Materials provided:
^^^^^^^^^^^^^^^^

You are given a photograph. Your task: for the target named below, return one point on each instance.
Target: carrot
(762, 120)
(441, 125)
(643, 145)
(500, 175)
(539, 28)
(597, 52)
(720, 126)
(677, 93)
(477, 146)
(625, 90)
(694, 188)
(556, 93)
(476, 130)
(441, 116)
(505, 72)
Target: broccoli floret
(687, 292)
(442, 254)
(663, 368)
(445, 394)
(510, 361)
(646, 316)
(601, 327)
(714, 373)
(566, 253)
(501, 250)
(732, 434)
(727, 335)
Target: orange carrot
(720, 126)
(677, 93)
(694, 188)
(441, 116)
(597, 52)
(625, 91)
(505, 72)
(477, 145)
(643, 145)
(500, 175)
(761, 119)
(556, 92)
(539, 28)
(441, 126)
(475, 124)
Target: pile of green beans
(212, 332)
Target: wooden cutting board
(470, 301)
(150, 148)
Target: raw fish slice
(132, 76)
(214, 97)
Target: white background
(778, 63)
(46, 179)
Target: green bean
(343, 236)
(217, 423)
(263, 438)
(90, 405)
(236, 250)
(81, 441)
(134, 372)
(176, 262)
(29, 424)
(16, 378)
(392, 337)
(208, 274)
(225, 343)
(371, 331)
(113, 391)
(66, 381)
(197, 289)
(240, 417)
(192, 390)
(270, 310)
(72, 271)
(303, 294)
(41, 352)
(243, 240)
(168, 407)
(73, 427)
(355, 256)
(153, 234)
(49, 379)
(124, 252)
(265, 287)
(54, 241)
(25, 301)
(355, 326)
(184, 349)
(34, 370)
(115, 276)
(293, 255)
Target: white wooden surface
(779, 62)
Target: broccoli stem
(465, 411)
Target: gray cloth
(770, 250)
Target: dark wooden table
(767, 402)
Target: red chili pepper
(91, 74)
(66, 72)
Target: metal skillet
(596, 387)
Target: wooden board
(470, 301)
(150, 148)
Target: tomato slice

^^^^^^^^^^^^^^^^

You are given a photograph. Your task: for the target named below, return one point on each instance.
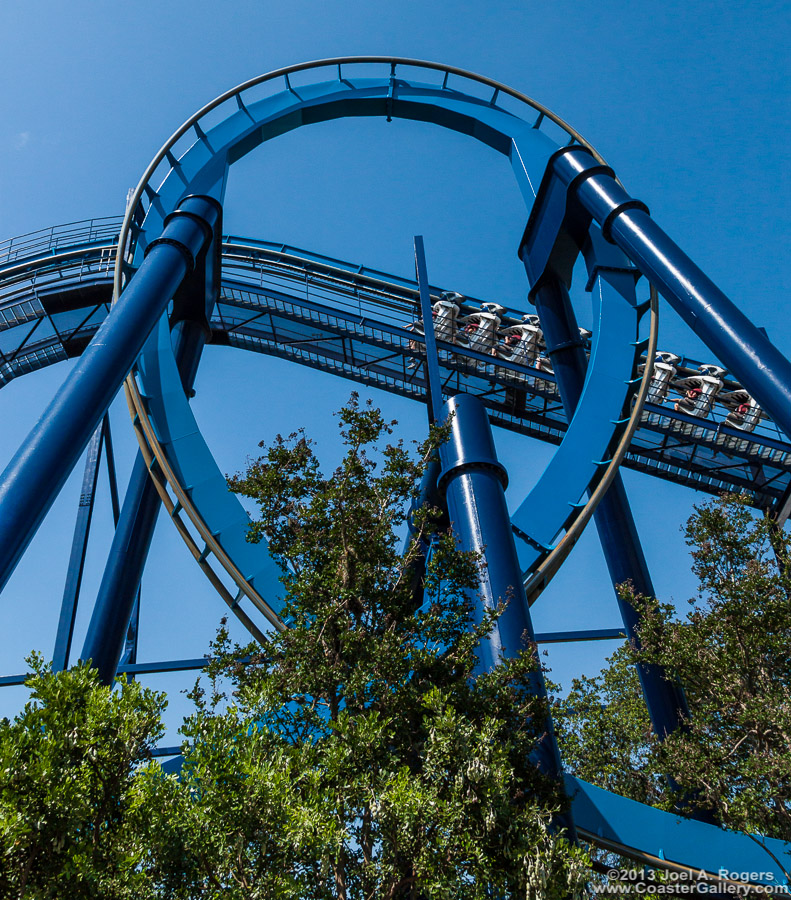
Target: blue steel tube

^^^^^^^^^^^^^^^^

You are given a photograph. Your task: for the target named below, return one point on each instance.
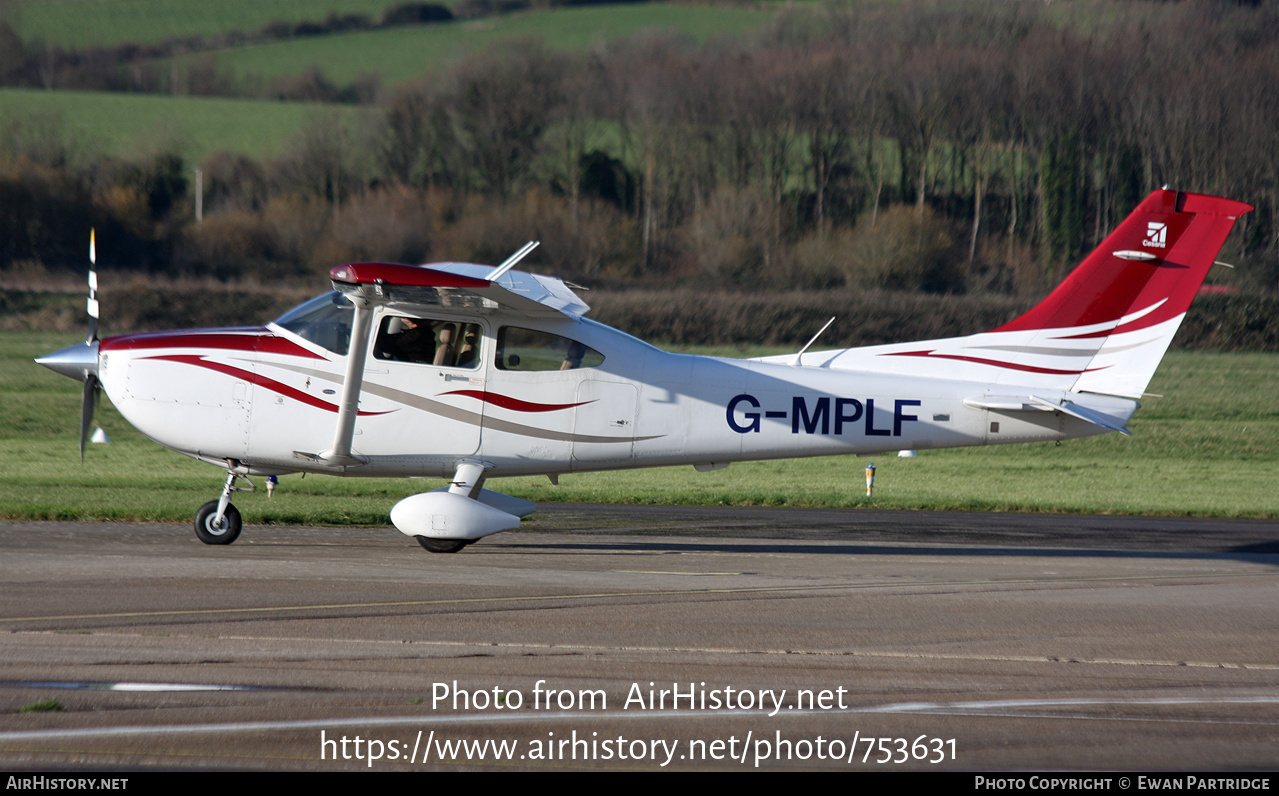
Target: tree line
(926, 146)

^^^^^^^^^^^^^^^^

What you will do: Recast the data as a Markdown table with columns n and Line, one row per line, starting with the line that contains "Target: broccoli floret" and going on through the line that contains "Target: tomato slice". Number the rows in order and leave out blank lines.

Output:
| n | Line |
|---|---|
| 1 | Target: broccoli floret |
| 2 | (687, 292) |
| 3 | (442, 254) |
| 4 | (663, 368) |
| 5 | (445, 394) |
| 6 | (510, 361) |
| 7 | (646, 316) |
| 8 | (601, 327) |
| 9 | (714, 373) |
| 10 | (566, 253) |
| 11 | (501, 250) |
| 12 | (732, 434) |
| 13 | (727, 335) |
| 14 | Target: orange carrot |
| 15 | (720, 126) |
| 16 | (677, 93) |
| 17 | (694, 188) |
| 18 | (441, 116) |
| 19 | (597, 52) |
| 20 | (625, 91) |
| 21 | (505, 72) |
| 22 | (477, 145) |
| 23 | (643, 145) |
| 24 | (500, 175) |
| 25 | (761, 119) |
| 26 | (556, 92) |
| 27 | (539, 28) |
| 28 | (441, 126) |
| 29 | (475, 124) |
| 30 | Target: pile of green beans |
| 31 | (212, 332) |
| 32 | Target: wooden cutting board |
| 33 | (470, 301) |
| 34 | (150, 148) |
| 35 | Target: raw fish slice |
| 36 | (132, 76) |
| 37 | (214, 97) |
| 38 | Target: white background |
| 39 | (778, 63) |
| 40 | (46, 179) |
| 41 | Target: green bean |
| 42 | (343, 236) |
| 43 | (217, 423) |
| 44 | (263, 438) |
| 45 | (90, 405) |
| 46 | (236, 250) |
| 47 | (81, 441) |
| 48 | (134, 372) |
| 49 | (176, 262) |
| 50 | (29, 424) |
| 51 | (16, 378) |
| 52 | (392, 337) |
| 53 | (208, 274) |
| 54 | (225, 343) |
| 55 | (371, 331) |
| 56 | (113, 391) |
| 57 | (66, 381) |
| 58 | (197, 289) |
| 59 | (240, 417) |
| 60 | (192, 390) |
| 61 | (270, 310) |
| 62 | (72, 271) |
| 63 | (303, 294) |
| 64 | (41, 352) |
| 65 | (243, 240) |
| 66 | (168, 407) |
| 67 | (73, 427) |
| 68 | (355, 256) |
| 69 | (153, 234) |
| 70 | (49, 379) |
| 71 | (124, 252) |
| 72 | (265, 287) |
| 73 | (54, 241) |
| 74 | (25, 301) |
| 75 | (355, 326) |
| 76 | (184, 349) |
| 77 | (34, 370) |
| 78 | (115, 276) |
| 79 | (293, 255) |
| 80 | Target: white wooden surface |
| 81 | (779, 62) |
| 82 | Target: broccoli stem |
| 83 | (465, 411) |
| 84 | Target: gray cloth |
| 85 | (770, 250) |
| 86 | Target: dark wooden table |
| 87 | (767, 402) |
| 88 | Target: red chili pepper |
| 89 | (91, 74) |
| 90 | (66, 72) |
| 91 | Target: metal skillet |
| 92 | (596, 387) |
| 93 | Target: wooden board |
| 94 | (470, 301) |
| 95 | (150, 148) |
| 96 | Target: tomato slice |